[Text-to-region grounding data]
__________________________________________________

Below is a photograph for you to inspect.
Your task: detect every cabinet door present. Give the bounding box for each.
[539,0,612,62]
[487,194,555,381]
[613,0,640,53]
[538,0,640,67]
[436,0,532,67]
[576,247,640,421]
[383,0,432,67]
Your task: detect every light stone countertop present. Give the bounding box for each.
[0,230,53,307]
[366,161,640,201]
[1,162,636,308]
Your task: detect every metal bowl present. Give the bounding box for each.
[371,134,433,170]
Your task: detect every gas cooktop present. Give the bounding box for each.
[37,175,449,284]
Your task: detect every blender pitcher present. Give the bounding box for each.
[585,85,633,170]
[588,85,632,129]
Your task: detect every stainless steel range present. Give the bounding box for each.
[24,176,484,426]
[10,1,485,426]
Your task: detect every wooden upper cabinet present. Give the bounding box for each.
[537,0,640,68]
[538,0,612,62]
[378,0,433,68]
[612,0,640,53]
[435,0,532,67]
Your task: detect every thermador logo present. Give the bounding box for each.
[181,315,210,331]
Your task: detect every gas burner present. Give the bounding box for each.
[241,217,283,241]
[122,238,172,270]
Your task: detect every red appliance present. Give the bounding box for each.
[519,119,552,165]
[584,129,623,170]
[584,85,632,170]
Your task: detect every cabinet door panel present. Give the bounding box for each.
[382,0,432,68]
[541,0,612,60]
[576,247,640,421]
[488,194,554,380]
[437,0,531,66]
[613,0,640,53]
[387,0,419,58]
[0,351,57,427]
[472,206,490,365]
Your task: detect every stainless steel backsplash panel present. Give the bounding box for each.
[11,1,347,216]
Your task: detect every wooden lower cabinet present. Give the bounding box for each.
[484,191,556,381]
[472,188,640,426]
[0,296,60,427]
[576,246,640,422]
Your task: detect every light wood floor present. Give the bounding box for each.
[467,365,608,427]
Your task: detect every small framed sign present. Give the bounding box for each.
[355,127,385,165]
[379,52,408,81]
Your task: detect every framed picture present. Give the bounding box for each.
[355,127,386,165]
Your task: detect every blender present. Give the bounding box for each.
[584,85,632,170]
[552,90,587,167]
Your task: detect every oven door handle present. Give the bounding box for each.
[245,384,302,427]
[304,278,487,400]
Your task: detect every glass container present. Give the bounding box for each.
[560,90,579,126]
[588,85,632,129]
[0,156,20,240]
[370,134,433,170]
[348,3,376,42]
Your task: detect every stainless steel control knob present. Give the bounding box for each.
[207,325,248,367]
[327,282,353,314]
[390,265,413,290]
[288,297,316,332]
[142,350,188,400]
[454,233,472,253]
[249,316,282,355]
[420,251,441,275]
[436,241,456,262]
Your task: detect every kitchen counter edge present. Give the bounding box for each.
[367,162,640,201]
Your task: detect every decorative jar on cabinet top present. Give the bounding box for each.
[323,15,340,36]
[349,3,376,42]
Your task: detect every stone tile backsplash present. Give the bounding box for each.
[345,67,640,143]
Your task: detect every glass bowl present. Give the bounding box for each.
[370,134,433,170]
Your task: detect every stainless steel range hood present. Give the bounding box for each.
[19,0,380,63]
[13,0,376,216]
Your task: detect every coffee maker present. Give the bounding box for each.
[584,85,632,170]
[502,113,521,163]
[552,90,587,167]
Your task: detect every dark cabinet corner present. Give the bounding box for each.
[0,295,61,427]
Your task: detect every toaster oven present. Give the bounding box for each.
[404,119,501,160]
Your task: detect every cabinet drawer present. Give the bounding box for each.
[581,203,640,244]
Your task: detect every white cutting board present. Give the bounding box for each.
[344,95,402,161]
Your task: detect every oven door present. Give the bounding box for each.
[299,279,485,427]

__________________________________________________

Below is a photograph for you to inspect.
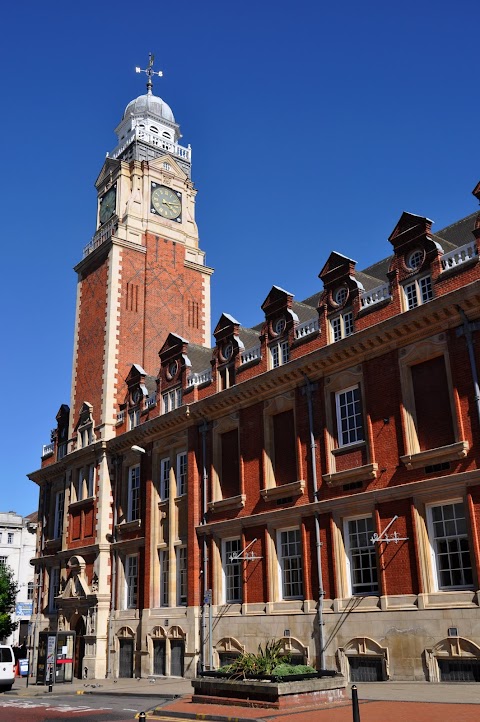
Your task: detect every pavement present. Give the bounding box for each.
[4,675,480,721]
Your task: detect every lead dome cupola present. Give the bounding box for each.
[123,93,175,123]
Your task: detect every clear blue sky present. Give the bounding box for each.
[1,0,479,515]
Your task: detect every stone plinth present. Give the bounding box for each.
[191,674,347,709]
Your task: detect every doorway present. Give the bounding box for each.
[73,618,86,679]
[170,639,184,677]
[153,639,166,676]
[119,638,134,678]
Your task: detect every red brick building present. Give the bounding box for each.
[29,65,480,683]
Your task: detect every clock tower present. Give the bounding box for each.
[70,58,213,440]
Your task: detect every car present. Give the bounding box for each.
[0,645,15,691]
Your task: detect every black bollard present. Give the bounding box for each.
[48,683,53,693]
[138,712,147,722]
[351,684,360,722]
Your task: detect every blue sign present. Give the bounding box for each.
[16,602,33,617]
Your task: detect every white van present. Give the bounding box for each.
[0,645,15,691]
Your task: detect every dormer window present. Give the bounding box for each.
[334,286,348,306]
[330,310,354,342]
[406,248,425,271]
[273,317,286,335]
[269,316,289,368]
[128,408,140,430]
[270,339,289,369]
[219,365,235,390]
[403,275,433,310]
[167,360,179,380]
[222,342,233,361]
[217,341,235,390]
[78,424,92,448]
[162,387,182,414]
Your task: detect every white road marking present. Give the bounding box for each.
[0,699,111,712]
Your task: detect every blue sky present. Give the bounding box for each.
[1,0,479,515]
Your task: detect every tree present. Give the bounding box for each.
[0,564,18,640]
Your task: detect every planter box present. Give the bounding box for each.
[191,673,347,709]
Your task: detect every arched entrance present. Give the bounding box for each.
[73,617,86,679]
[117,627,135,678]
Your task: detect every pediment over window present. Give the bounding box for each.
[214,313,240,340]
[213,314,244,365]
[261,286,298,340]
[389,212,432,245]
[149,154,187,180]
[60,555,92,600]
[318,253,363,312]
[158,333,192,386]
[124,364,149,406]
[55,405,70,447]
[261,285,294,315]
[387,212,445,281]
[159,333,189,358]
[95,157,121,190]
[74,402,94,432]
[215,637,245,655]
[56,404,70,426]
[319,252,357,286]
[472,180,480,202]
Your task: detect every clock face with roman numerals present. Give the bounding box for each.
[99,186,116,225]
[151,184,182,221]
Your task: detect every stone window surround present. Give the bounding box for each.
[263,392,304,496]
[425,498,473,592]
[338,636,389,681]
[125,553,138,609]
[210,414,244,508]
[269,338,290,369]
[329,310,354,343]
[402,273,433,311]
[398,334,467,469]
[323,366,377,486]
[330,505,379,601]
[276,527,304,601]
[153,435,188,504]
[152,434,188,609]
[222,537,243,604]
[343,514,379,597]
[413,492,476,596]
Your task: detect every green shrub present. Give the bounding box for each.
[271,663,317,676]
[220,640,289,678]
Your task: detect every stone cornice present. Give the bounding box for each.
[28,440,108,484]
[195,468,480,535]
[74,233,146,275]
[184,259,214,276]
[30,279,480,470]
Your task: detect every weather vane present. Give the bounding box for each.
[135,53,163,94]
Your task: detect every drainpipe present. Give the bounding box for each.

__________________________________________________

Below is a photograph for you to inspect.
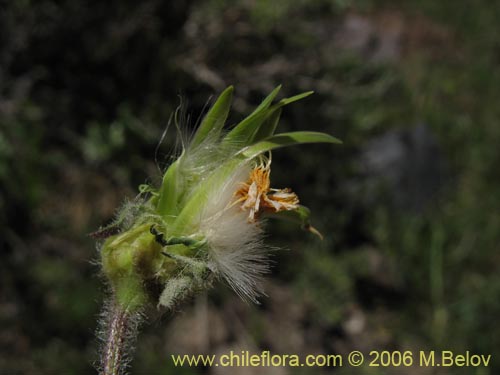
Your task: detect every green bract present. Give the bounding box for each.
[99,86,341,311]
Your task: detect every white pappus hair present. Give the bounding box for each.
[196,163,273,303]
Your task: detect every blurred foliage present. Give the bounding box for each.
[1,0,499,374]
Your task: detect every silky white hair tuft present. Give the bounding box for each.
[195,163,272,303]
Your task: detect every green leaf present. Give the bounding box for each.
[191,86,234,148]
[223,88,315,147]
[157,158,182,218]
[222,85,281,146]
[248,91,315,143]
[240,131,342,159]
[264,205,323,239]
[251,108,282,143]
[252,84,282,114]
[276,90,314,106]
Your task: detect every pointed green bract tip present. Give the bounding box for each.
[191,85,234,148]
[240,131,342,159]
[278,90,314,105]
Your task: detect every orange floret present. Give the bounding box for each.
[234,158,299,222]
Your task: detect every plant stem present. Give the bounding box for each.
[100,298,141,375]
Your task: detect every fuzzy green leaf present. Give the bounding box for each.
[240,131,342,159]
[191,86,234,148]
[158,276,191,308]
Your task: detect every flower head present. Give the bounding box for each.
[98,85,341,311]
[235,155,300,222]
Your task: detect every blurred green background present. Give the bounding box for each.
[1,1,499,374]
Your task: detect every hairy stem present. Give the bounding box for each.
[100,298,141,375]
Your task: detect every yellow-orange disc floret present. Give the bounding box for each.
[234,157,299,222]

__________________________________________________

● **Task instructions**
Working from the data above, extract solely the lines from the one containing "Your task: detect every stone cornice" through the one containing "Your task: detect every drainpipe", exactly as they appear, both included.

● **Response to the task**
Your task: detect every stone cornice present. Give the bounding box for each.
[28,440,108,484]
[195,468,480,535]
[74,233,146,275]
[184,259,214,276]
[30,279,480,470]
Your task: detect every weather vane present. Give the bounding box for each.
[135,53,163,94]
Your task: detect every drainpipe present. Give the bounding box for each.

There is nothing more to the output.